> _Request_
Word for word, transcribe the listing that follows, minus any pictures.

> _Working data_
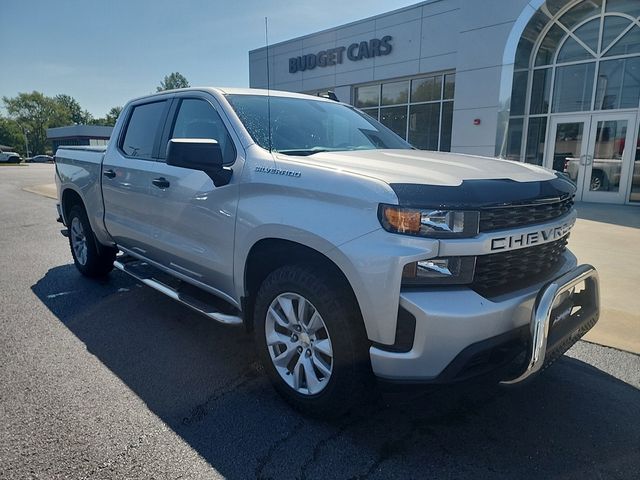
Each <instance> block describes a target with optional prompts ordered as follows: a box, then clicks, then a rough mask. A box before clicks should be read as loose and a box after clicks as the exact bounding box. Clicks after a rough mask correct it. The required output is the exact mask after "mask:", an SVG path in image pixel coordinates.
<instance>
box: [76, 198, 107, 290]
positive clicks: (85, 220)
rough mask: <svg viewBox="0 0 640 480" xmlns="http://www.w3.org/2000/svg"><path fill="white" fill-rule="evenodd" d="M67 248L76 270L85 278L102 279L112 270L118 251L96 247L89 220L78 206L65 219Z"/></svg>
mask: <svg viewBox="0 0 640 480" xmlns="http://www.w3.org/2000/svg"><path fill="white" fill-rule="evenodd" d="M67 222H68V224H69V246H70V247H71V255H72V256H73V263H74V264H75V266H76V268H77V269H78V270H79V271H80V273H82V274H83V275H86V276H87V277H103V276H105V275H107V274H108V273H109V272H110V271H111V270H112V269H113V261H114V260H115V259H116V254H117V253H118V250H116V249H115V248H112V247H105V246H103V245H100V246H99V245H98V242H97V241H96V238H95V235H94V233H93V230H91V225H90V224H89V219H88V218H87V214H86V212H85V211H84V208H82V206H80V205H74V206H73V207H72V208H71V210H70V211H69V216H68V218H67Z"/></svg>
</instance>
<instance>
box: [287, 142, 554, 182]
mask: <svg viewBox="0 0 640 480" xmlns="http://www.w3.org/2000/svg"><path fill="white" fill-rule="evenodd" d="M277 158H281V159H283V160H284V159H286V160H287V161H290V162H298V163H301V164H308V165H314V166H318V167H324V168H332V169H336V170H340V171H344V172H349V173H353V174H356V175H364V176H368V177H372V178H376V179H378V180H381V181H383V182H386V183H388V184H422V185H434V186H458V185H460V184H461V183H462V182H463V181H465V180H492V179H494V180H495V179H504V180H512V181H514V182H540V181H546V180H552V179H554V178H556V175H555V173H554V172H552V171H549V170H546V169H544V168H541V167H538V166H535V165H530V164H527V163H520V162H514V161H510V160H500V159H496V158H488V157H478V156H473V155H463V154H455V153H442V152H430V151H424V150H357V151H343V152H322V153H316V154H313V155H309V156H307V157H300V156H296V157H292V156H287V155H282V154H278V155H277Z"/></svg>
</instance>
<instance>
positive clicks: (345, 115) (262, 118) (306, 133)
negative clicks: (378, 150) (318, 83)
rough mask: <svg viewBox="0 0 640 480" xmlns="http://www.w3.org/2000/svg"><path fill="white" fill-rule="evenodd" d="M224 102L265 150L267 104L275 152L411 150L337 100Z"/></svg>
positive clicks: (308, 154)
mask: <svg viewBox="0 0 640 480" xmlns="http://www.w3.org/2000/svg"><path fill="white" fill-rule="evenodd" d="M227 100H229V103H231V106H232V107H233V109H234V110H235V111H236V113H237V114H238V117H240V120H241V121H242V123H243V124H244V126H245V127H246V129H247V130H248V132H249V134H250V135H251V137H252V138H253V140H254V141H255V142H256V143H257V144H258V145H260V146H261V147H262V148H264V149H267V150H269V134H268V129H267V125H268V123H269V112H268V106H267V104H268V100H270V102H271V149H272V150H274V151H278V152H282V153H287V154H289V155H311V154H314V153H318V152H326V151H337V150H373V149H382V148H401V149H410V148H412V147H411V145H409V144H408V143H407V142H405V141H404V140H403V139H401V138H400V137H398V136H397V135H396V134H395V133H393V132H392V131H391V130H389V129H388V128H386V127H385V126H383V125H382V124H380V123H378V122H377V121H376V120H374V119H373V118H371V117H369V116H368V115H366V114H364V113H361V112H358V111H357V110H355V109H354V108H351V107H348V106H346V105H343V104H340V103H337V102H336V103H334V102H324V101H318V100H312V99H309V100H307V99H302V98H288V97H275V96H274V97H267V96H265V95H227Z"/></svg>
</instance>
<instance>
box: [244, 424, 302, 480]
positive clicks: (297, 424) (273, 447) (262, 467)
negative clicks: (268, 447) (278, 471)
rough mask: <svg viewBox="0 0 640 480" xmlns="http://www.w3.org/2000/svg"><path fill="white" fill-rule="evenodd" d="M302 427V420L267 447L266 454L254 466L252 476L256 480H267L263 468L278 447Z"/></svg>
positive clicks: (282, 444)
mask: <svg viewBox="0 0 640 480" xmlns="http://www.w3.org/2000/svg"><path fill="white" fill-rule="evenodd" d="M304 425H305V421H304V420H300V421H299V422H298V423H296V424H295V425H294V426H293V428H292V429H291V430H289V431H287V432H286V433H285V434H284V436H282V438H280V439H279V440H276V441H275V442H273V443H272V444H271V445H270V446H269V449H268V450H267V453H266V454H265V455H263V456H262V457H260V458H259V459H258V463H257V465H256V469H255V475H254V476H255V478H257V479H266V478H267V477H264V476H263V471H264V469H265V467H266V466H267V465H268V464H269V462H271V459H272V458H273V455H274V454H275V453H276V451H277V450H278V448H280V446H282V445H284V444H285V443H287V442H288V441H289V439H291V438H292V437H294V436H295V435H296V434H297V433H298V432H299V431H300V430H302V427H304Z"/></svg>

> _Exercise solution_
Each <instance> block describes a target with optional prompts ordered as follows: a box, then clicks, then a rough mask. A box before clicks should be read as loose and a box after clicks as the exact bounding box. Clicks after a rough mask correct it. The required output is the exact mask after "mask:", an SVG path in image pixel coordinates.
<instance>
box: [76, 198, 107, 290]
positive clicks: (85, 220)
rough mask: <svg viewBox="0 0 640 480" xmlns="http://www.w3.org/2000/svg"><path fill="white" fill-rule="evenodd" d="M67 248L76 270L85 278L102 279L112 270L118 251L96 247L89 220L78 206L65 219Z"/></svg>
mask: <svg viewBox="0 0 640 480" xmlns="http://www.w3.org/2000/svg"><path fill="white" fill-rule="evenodd" d="M67 222H68V224H69V246H70V247H71V255H72V256H73V263H74V264H75V266H76V268H77V269H78V270H79V271H80V273H82V274H83V275H86V276H87V277H103V276H105V275H107V274H108V273H109V272H110V271H111V270H112V269H113V261H114V260H115V259H116V254H117V253H118V250H116V249H115V248H112V247H105V246H103V245H100V246H99V245H98V242H97V241H96V238H95V235H94V233H93V230H91V225H90V224H89V219H88V218H87V214H86V212H85V211H84V208H82V206H80V205H74V206H73V207H72V208H71V210H70V211H69V216H68V218H67Z"/></svg>
</instance>
<instance>
box: [287, 142, 554, 182]
mask: <svg viewBox="0 0 640 480" xmlns="http://www.w3.org/2000/svg"><path fill="white" fill-rule="evenodd" d="M277 158H281V159H283V160H284V159H286V160H287V161H290V162H298V163H301V164H308V165H314V166H318V167H324V168H332V169H336V170H340V171H344V172H349V173H353V174H356V175H364V176H368V177H372V178H376V179H378V180H381V181H383V182H386V183H388V184H422V185H434V186H458V185H460V184H461V183H462V182H463V181H465V180H492V179H494V180H495V179H504V180H512V181H514V182H540V181H546V180H552V179H554V178H556V175H555V173H554V172H552V171H549V170H546V169H544V168H541V167H538V166H535V165H530V164H527V163H520V162H514V161H510V160H500V159H496V158H488V157H478V156H473V155H463V154H455V153H442V152H430V151H424V150H357V151H343V152H322V153H316V154H313V155H309V156H307V157H300V156H296V157H292V156H287V155H282V154H278V155H277Z"/></svg>
</instance>
<instance>
positive clicks: (345, 115) (262, 118) (306, 133)
negative clicks: (378, 150) (318, 83)
rough mask: <svg viewBox="0 0 640 480" xmlns="http://www.w3.org/2000/svg"><path fill="white" fill-rule="evenodd" d="M224 102L265 150L267 104L275 152L411 150L337 100Z"/></svg>
positive clicks: (308, 154)
mask: <svg viewBox="0 0 640 480" xmlns="http://www.w3.org/2000/svg"><path fill="white" fill-rule="evenodd" d="M227 100H229V103H231V106H232V107H233V109H234V110H235V111H236V113H237V114H238V117H240V120H241V121H242V123H243V124H244V126H245V127H246V129H247V130H248V132H249V134H250V135H251V137H252V138H253V140H254V141H255V142H256V143H257V144H258V145H260V146H261V147H262V148H264V149H267V150H269V134H268V129H267V125H268V123H269V112H268V106H267V104H268V100H270V102H271V149H272V150H274V151H278V152H282V153H287V154H289V155H311V154H314V153H318V152H326V151H337V150H373V149H382V148H401V149H410V148H412V147H411V145H409V144H408V143H407V142H405V141H404V140H403V139H401V138H400V137H398V136H397V135H396V134H395V133H393V132H392V131H391V130H389V129H388V128H386V127H385V126H383V125H382V124H380V123H378V122H377V121H376V120H374V119H373V118H371V117H369V116H368V115H366V114H364V113H361V112H358V111H357V110H355V109H354V108H351V107H348V106H346V105H343V104H340V103H337V102H336V103H334V102H324V101H318V100H312V99H309V100H307V99H302V98H288V97H275V96H274V97H267V96H265V95H227Z"/></svg>
</instance>
<instance>
box: [244, 424, 302, 480]
positive clicks: (297, 424) (273, 447) (262, 467)
negative clicks: (268, 447) (278, 471)
rough mask: <svg viewBox="0 0 640 480" xmlns="http://www.w3.org/2000/svg"><path fill="white" fill-rule="evenodd" d="M302 427V420L267 447L266 454L254 466L252 476L256 480H267L263 468L278 447Z"/></svg>
positive clicks: (282, 444)
mask: <svg viewBox="0 0 640 480" xmlns="http://www.w3.org/2000/svg"><path fill="white" fill-rule="evenodd" d="M304 425H305V421H304V420H300V421H299V422H298V423H296V424H295V425H294V426H293V428H292V429H291V430H289V431H287V432H286V433H285V434H284V436H282V438H280V439H279V440H276V441H275V442H273V443H272V444H271V445H270V446H269V449H268V450H267V453H266V454H265V455H263V456H262V457H260V458H259V459H258V463H257V465H256V469H255V475H254V476H255V478H257V479H266V478H267V477H264V476H263V471H264V469H265V467H266V466H267V465H268V464H269V462H271V459H272V458H273V455H274V454H275V453H276V451H277V450H278V448H280V446H282V445H284V444H285V443H287V442H288V441H289V439H291V438H292V437H294V436H295V435H296V434H297V433H298V432H299V431H300V430H302V427H304Z"/></svg>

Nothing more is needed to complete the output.